▶ [Supplied records]
#####
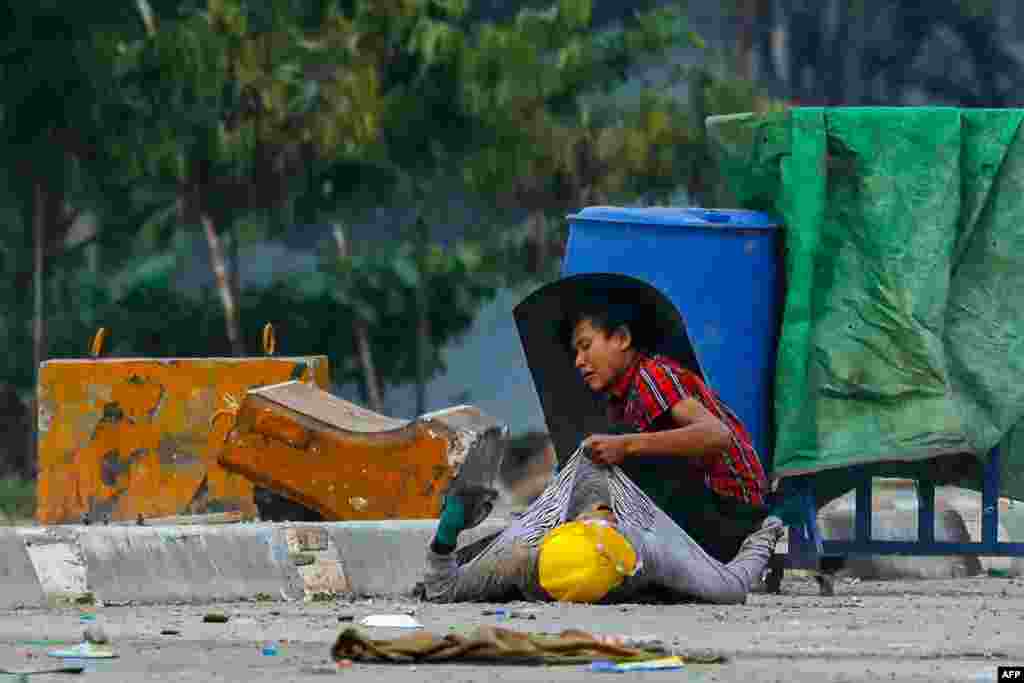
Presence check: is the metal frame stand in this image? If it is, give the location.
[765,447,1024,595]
#####
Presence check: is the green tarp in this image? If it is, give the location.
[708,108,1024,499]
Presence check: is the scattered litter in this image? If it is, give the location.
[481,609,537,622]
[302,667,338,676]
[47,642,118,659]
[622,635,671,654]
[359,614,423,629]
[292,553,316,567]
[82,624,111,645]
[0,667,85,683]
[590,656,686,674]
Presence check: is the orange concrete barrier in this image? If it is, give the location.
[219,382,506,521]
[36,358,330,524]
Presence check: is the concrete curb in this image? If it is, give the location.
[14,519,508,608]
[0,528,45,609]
#####
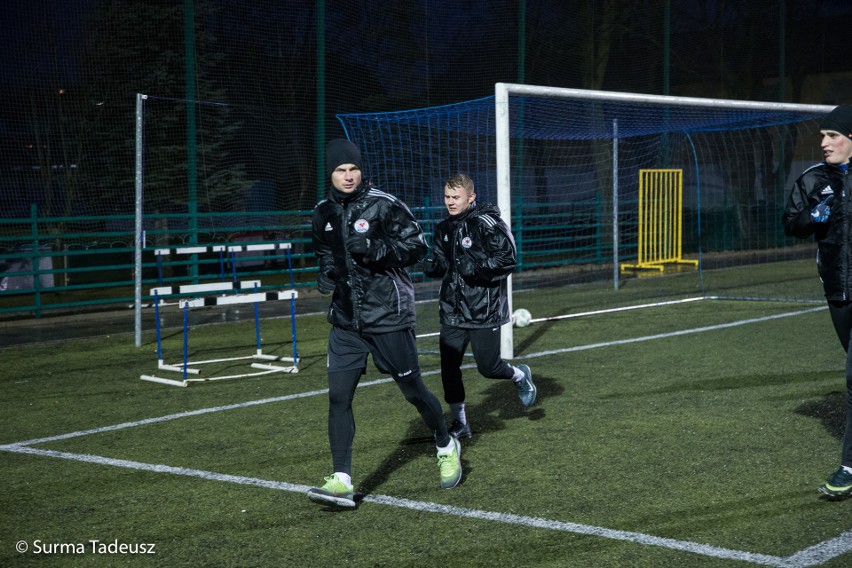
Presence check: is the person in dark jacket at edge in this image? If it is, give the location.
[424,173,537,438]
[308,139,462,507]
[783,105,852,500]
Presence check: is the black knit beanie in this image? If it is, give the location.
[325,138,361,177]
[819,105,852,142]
#####
▶ [Problem to solve] Transcribe the lines from the line with "Presence check: is the concrete" to the line with "[0,528,45,609]", both included.

▶ [Full output]
Presence check: is the concrete curb in this image? If it is, give the location.
[14,519,508,608]
[0,528,45,609]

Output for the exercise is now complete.